__What you need to do__
Return the lines below word for word, leaving out the pictures.

(Dataset entries)
____________

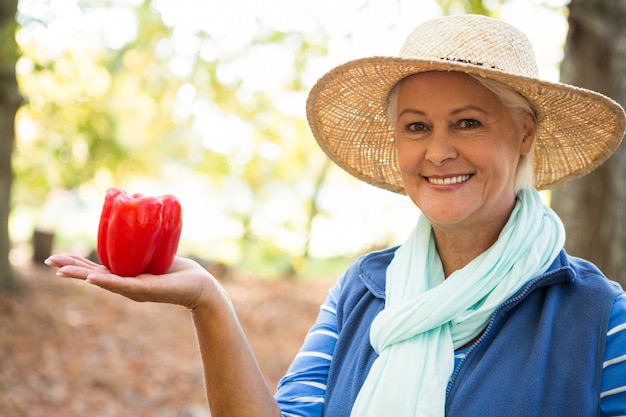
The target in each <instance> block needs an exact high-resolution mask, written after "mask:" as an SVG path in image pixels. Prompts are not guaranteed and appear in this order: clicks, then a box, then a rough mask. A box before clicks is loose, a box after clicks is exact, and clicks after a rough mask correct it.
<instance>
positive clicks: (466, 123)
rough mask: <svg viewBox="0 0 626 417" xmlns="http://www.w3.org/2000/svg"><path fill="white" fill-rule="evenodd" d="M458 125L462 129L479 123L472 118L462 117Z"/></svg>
mask: <svg viewBox="0 0 626 417" xmlns="http://www.w3.org/2000/svg"><path fill="white" fill-rule="evenodd" d="M459 125H460V126H461V127H462V128H464V129H471V128H474V127H480V126H481V123H480V122H479V121H478V120H474V119H463V120H461V121H460V122H459Z"/></svg>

____________

__Task solution__
The target in each <instance> block needs an exact high-resolution mask, written after "mask:" as an SVG path in image pixels. Prompts are not guaranteed and appear in this order: clicks, then a box, then a rough mask. A box before clicks is loose, a box after clicks is exact, and clicks after a rough mask correct it.
<instance>
positive clicks: (466, 123)
rough mask: <svg viewBox="0 0 626 417" xmlns="http://www.w3.org/2000/svg"><path fill="white" fill-rule="evenodd" d="M458 125L462 129L479 123L472 118L462 117Z"/></svg>
mask: <svg viewBox="0 0 626 417" xmlns="http://www.w3.org/2000/svg"><path fill="white" fill-rule="evenodd" d="M459 125H460V126H461V127H462V128H464V129H471V128H474V127H480V126H481V123H480V122H479V121H478V120H474V119H463V120H461V121H460V122H459Z"/></svg>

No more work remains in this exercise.